Required task —
List every line below that contains the word "wall", copying each such line in full.

Items stored from a collection —
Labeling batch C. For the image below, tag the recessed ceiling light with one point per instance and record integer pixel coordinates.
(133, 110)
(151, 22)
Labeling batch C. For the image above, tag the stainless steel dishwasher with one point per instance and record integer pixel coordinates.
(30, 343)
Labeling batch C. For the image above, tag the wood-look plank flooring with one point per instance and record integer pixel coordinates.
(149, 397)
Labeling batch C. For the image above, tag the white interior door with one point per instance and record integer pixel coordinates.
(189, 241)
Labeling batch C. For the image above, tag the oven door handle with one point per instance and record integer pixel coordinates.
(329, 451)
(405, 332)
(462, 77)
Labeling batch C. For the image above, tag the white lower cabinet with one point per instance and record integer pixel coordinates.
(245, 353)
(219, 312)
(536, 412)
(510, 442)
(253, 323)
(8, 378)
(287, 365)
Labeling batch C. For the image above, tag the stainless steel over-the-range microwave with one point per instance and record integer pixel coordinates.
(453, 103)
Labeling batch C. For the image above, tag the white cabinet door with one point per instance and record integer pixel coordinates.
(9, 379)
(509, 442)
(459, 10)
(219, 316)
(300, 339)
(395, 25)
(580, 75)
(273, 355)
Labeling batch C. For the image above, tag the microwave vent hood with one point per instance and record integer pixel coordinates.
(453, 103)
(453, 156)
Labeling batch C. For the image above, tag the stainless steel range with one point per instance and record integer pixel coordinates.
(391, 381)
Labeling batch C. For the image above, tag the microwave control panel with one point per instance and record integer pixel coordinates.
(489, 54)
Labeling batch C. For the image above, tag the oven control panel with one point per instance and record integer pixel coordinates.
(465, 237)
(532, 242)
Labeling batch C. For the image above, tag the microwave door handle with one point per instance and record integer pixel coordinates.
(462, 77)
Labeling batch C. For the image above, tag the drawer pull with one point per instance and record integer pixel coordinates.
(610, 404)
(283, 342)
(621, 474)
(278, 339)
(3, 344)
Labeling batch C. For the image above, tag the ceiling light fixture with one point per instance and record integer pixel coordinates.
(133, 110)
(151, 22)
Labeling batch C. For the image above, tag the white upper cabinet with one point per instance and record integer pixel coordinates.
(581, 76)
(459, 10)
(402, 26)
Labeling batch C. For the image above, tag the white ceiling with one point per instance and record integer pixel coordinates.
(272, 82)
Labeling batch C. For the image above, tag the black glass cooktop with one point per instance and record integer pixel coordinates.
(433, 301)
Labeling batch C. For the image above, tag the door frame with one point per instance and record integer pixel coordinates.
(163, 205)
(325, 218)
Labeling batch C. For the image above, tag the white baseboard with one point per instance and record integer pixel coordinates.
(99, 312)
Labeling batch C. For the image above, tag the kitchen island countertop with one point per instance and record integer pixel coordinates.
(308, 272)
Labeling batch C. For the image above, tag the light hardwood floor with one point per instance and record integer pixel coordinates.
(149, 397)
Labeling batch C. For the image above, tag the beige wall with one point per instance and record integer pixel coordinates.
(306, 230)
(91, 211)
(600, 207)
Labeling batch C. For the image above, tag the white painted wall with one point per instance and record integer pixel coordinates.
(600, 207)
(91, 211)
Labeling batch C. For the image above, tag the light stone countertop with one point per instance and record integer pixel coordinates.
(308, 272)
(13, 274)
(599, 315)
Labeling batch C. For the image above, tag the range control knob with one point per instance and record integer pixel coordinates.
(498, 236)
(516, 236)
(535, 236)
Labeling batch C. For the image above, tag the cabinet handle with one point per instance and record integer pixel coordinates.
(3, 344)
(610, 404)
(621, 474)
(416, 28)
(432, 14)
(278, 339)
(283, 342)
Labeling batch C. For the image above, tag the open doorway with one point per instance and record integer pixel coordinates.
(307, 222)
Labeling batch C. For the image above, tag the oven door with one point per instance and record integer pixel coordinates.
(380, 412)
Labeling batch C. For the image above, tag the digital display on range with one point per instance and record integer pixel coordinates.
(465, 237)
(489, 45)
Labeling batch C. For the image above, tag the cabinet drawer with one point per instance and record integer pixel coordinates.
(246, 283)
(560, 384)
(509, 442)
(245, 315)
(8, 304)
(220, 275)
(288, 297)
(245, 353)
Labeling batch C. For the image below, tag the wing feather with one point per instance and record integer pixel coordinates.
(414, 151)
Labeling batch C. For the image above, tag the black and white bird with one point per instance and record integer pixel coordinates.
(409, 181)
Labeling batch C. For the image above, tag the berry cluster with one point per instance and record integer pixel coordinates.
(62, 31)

==

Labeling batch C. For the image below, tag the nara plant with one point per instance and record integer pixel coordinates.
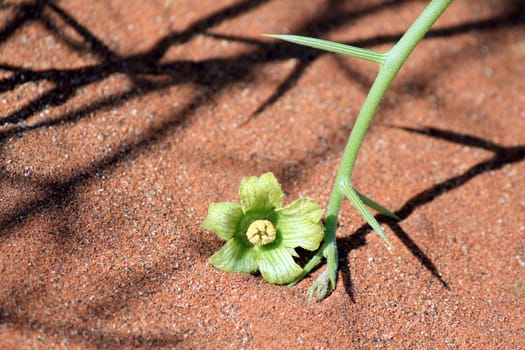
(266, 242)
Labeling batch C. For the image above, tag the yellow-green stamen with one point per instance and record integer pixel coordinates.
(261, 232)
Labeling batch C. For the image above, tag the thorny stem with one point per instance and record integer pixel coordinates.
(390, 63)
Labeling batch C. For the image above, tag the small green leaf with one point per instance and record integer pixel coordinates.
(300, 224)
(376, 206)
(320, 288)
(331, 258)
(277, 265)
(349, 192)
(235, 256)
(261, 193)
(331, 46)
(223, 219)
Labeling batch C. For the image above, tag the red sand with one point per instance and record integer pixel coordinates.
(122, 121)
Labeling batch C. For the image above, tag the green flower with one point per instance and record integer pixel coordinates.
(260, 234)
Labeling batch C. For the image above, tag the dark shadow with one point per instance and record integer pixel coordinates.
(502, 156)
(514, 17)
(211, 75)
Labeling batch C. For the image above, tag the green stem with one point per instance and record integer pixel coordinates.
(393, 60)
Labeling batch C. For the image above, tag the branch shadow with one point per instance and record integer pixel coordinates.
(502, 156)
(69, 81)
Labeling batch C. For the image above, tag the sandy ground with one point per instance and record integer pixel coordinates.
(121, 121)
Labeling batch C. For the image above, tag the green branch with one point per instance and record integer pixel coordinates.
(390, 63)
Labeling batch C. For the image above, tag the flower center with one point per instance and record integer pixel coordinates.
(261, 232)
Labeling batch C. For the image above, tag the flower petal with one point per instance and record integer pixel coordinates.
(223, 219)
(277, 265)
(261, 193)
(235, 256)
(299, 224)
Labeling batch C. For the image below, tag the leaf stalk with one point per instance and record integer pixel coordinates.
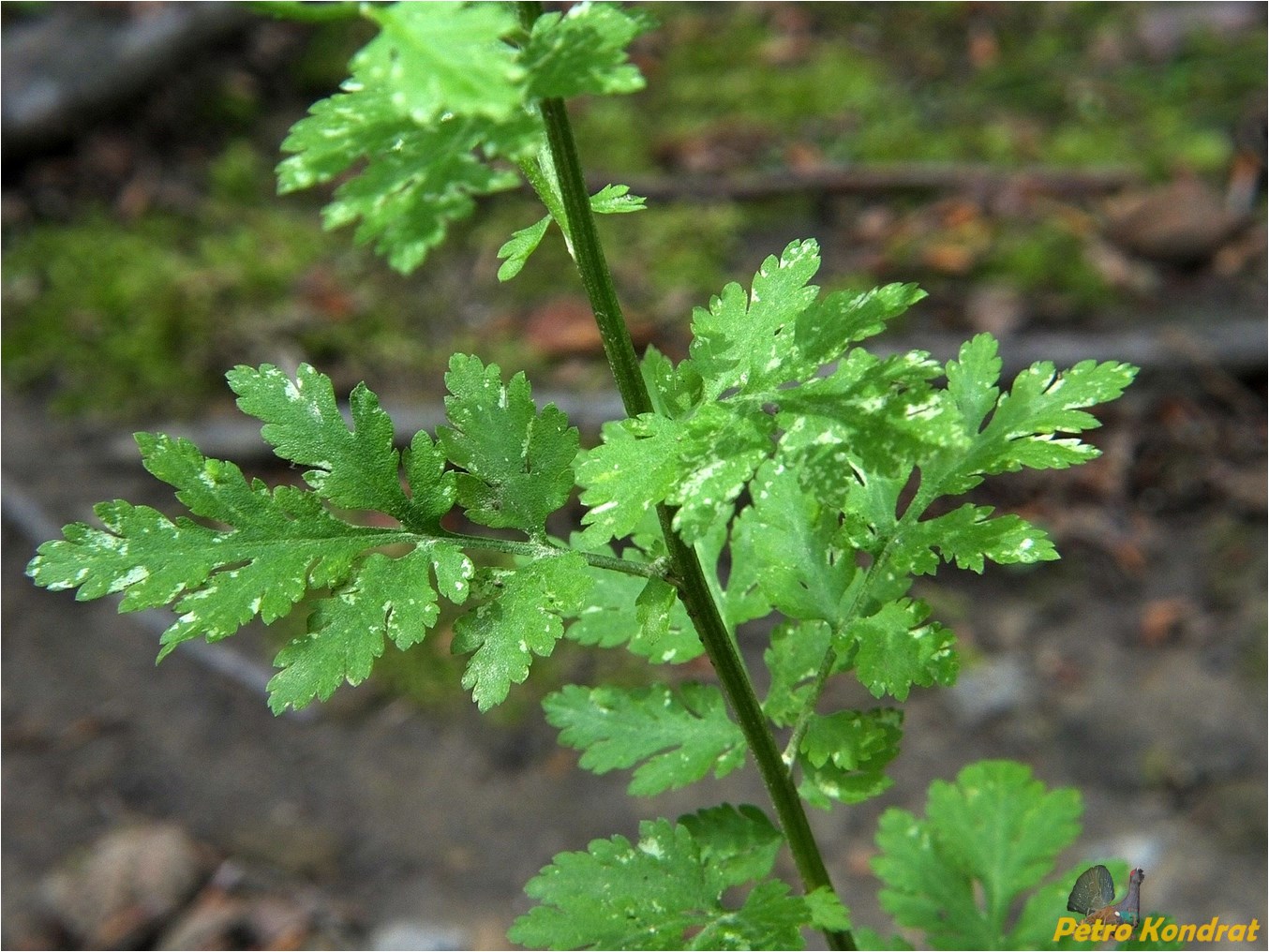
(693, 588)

Response below —
Labeling batch C. For the image above, tag the beige wall with one point per instance and record integer pixel coordinates.
Labeling batch C. For the image above, tag the white painted wall with one point per instance and record integer pixel coordinates.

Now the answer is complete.